Please find every line in the material below that contains the word "field" and copy each of those lines.

Start of Input records

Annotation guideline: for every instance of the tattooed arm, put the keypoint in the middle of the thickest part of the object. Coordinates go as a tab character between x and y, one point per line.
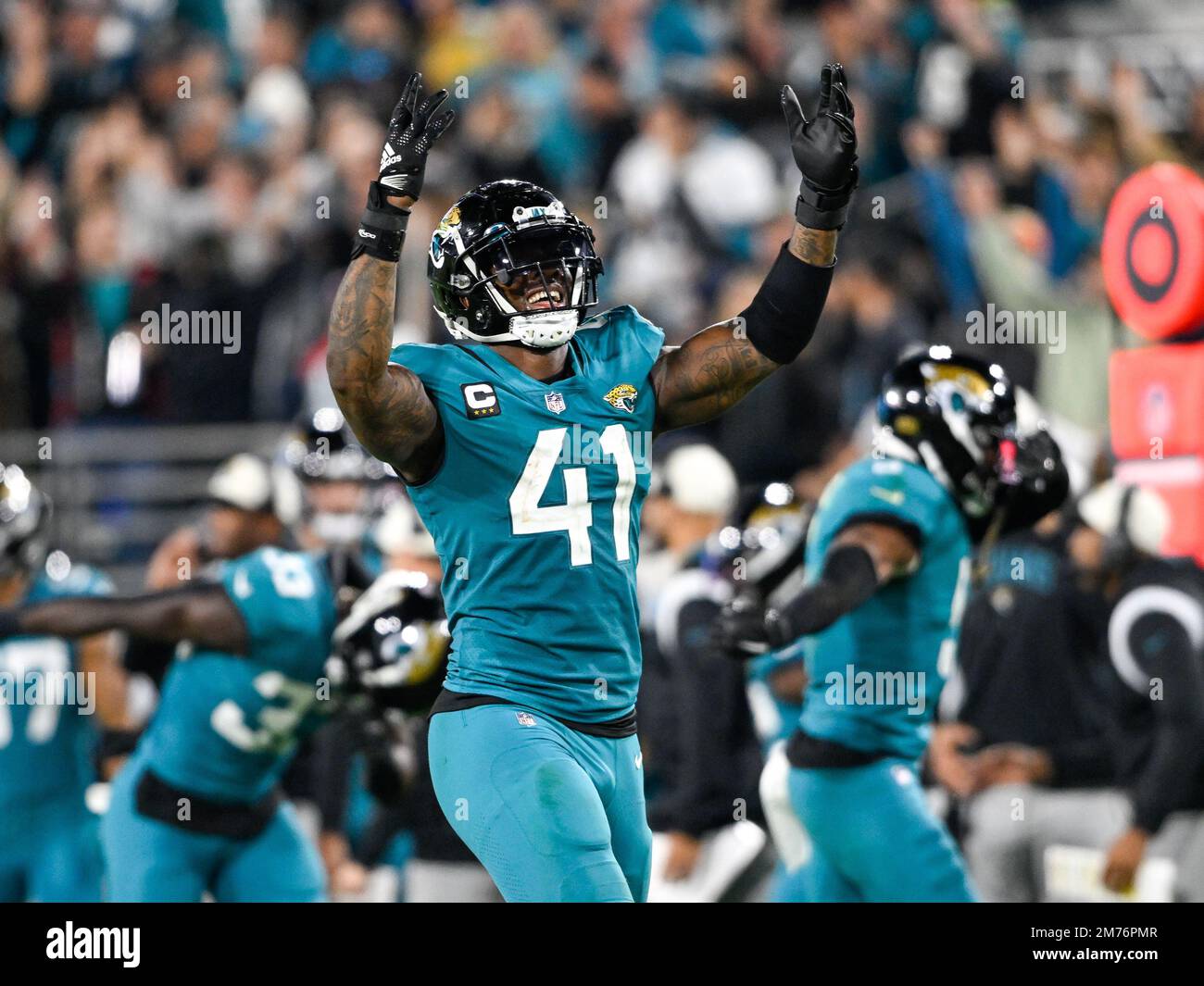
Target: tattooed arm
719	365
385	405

End of Input records
Start of Input records

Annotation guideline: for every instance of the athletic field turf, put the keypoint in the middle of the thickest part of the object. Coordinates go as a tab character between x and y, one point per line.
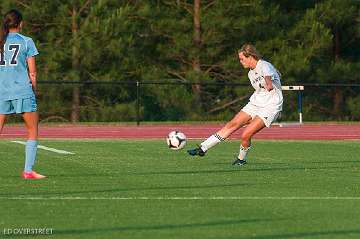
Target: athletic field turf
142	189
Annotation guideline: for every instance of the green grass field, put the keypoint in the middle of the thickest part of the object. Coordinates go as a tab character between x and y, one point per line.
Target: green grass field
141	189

End of Input records

§ **Response to the exercise**:
Annotation guideline: for every instance of the athletic field turf, put the keypoint in the middle of the thickest part of the object. Coordinates go as a tab character between x and y, one point per line.
Target: athletic field turf
Annotation guideline: for every instance of the green grass field, put the keypoint in the middle of the thickest part of the object. Coordinates go as a tab character between x and y, one point per line.
Target: green grass field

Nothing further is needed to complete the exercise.